Records for this task ::
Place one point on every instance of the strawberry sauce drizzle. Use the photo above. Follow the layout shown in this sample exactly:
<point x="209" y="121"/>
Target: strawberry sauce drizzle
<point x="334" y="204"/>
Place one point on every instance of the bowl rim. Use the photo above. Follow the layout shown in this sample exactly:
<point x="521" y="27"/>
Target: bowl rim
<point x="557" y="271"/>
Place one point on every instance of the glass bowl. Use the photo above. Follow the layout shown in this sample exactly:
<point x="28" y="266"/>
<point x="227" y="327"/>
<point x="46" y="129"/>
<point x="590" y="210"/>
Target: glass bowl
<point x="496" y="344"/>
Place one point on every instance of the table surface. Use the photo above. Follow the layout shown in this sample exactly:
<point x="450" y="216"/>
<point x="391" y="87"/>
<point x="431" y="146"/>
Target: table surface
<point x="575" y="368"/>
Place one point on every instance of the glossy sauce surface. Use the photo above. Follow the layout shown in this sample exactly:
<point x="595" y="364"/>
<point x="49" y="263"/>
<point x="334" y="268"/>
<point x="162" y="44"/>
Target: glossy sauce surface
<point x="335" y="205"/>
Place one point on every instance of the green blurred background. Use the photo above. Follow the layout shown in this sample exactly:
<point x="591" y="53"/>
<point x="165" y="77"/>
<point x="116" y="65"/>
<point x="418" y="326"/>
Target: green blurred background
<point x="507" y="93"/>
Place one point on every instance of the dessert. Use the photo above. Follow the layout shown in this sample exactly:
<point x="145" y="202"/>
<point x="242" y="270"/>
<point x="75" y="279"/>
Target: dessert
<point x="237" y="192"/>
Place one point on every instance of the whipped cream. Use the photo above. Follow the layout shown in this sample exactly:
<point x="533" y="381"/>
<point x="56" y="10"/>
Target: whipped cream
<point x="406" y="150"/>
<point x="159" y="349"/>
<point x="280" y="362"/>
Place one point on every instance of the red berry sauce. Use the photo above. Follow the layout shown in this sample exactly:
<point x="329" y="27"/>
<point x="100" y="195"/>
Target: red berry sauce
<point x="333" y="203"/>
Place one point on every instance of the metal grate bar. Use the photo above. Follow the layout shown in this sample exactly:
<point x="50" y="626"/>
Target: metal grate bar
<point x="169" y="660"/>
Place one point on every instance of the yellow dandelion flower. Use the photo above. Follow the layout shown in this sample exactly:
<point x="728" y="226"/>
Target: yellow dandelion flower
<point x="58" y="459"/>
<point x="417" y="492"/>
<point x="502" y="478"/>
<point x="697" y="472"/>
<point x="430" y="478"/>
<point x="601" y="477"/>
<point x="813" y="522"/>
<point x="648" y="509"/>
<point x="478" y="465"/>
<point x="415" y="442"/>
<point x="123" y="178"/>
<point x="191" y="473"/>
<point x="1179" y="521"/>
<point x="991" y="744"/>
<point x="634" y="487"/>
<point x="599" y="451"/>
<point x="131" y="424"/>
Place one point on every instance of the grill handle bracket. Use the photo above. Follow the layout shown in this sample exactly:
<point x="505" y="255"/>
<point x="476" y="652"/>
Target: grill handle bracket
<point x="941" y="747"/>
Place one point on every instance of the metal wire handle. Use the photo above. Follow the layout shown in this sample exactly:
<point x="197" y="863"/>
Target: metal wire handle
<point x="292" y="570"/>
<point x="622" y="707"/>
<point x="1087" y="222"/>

Task prompt :: From the line containing "Place one point on every instance of the metal grate" down to the last line, reproduce the records exactly. Include both ends.

Output for this task ::
Place one point on every instance of the metal grate bar. Use the photo above. Follow the layout shown in this sample exactly:
<point x="50" y="626"/>
Target: metal grate bar
<point x="169" y="660"/>
Place one point on every instance of the yellow dandelion flower. Use the photo above. Follow the layout shown in this sample exactly:
<point x="728" y="226"/>
Target: yellow dandelion flower
<point x="58" y="459"/>
<point x="417" y="492"/>
<point x="502" y="478"/>
<point x="697" y="472"/>
<point x="430" y="478"/>
<point x="601" y="477"/>
<point x="813" y="522"/>
<point x="648" y="509"/>
<point x="478" y="465"/>
<point x="415" y="442"/>
<point x="123" y="178"/>
<point x="191" y="473"/>
<point x="1179" y="521"/>
<point x="991" y="744"/>
<point x="634" y="487"/>
<point x="599" y="451"/>
<point x="131" y="424"/>
Place one point on every instance of the grill handle bracket. Use the photo above. Follow the layout shown in this sample exactly:
<point x="505" y="255"/>
<point x="476" y="652"/>
Target: grill handle bracket
<point x="941" y="747"/>
Place one point on every instance of the metal wire handle. Use the photo above. Follow the layout shown in this sample exactly:
<point x="197" y="863"/>
Target: metal wire handle
<point x="292" y="570"/>
<point x="622" y="707"/>
<point x="1087" y="222"/>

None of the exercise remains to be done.